PROBLEM STATEMENT:
Output only an exact transcription of the line containing "Target: curved roof edge" and all lines that follow it in the data below.

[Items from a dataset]
====================
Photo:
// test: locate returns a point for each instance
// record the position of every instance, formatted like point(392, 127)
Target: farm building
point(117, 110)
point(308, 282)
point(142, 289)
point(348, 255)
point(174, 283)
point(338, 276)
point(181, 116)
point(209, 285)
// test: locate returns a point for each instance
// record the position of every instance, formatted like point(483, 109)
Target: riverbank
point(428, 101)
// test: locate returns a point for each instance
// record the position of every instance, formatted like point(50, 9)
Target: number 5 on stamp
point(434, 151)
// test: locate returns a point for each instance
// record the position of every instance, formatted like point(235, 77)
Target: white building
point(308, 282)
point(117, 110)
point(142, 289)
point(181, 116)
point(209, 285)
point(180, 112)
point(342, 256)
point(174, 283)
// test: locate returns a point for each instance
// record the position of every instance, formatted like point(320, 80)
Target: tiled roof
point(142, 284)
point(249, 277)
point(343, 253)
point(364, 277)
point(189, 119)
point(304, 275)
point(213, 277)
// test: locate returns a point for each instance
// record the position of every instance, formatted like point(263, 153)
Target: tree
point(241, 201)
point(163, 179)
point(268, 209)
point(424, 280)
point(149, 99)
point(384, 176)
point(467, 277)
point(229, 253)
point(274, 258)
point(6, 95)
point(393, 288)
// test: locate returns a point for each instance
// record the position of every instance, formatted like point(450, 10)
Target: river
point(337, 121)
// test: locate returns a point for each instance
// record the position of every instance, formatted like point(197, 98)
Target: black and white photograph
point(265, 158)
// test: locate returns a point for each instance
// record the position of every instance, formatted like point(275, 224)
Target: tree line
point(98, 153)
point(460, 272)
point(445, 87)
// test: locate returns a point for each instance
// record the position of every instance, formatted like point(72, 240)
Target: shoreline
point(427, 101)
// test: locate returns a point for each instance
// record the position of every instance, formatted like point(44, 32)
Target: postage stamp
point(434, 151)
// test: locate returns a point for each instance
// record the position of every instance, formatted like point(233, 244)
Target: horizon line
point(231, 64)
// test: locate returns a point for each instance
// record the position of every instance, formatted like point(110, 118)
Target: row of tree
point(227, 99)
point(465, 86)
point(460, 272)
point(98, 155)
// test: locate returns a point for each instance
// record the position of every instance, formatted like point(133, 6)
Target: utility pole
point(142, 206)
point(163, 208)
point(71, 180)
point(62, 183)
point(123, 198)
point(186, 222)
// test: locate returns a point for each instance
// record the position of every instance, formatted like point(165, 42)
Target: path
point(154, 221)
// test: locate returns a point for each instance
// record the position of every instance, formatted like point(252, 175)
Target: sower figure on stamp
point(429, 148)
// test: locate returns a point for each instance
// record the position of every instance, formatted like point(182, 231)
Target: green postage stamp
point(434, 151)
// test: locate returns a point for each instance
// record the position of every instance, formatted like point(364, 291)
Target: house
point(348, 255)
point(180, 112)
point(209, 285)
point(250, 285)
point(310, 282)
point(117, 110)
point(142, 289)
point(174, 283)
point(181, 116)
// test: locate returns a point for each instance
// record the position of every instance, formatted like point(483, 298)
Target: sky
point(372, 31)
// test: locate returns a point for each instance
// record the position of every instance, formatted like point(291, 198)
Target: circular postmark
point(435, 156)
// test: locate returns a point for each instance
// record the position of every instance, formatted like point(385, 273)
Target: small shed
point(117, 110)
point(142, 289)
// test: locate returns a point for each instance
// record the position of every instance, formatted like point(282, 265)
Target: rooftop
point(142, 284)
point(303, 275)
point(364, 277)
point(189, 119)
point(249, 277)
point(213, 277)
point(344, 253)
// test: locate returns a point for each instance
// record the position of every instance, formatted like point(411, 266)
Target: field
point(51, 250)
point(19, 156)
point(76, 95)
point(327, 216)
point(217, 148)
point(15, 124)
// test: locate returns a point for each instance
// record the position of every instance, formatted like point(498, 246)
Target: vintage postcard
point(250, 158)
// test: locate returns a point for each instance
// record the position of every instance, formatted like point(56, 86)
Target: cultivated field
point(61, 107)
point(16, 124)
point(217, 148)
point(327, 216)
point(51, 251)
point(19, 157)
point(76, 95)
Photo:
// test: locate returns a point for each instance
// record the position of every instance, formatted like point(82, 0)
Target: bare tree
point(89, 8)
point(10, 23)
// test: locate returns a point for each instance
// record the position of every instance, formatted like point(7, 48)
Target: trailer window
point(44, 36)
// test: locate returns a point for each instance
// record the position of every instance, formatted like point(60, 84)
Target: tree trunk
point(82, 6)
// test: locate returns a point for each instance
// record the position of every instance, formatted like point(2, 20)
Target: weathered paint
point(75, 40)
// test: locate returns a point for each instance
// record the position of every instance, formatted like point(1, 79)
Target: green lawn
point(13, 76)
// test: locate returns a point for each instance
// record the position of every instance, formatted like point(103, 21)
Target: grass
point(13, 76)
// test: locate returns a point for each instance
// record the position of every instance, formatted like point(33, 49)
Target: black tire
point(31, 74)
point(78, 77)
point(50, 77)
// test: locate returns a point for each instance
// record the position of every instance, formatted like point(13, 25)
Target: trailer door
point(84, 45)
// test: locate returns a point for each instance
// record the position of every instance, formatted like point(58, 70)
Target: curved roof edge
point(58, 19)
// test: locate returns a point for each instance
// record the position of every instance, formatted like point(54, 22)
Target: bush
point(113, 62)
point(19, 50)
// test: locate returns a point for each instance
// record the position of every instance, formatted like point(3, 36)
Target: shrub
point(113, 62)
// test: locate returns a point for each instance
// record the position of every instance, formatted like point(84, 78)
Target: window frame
====================
WRITTEN ANSWER:
Target: curved roof edge
point(58, 19)
// test: locate returns a point for each instance
// record the position of every instance, formatted like point(54, 22)
Target: bush
point(113, 62)
point(19, 50)
// test: locate returns a point for each instance
// record the position of every instance, formatted like point(3, 36)
Target: shrub
point(113, 62)
// test: locate returns a point for each instance
// record the position of every instance, formatted like point(84, 78)
Target: window frame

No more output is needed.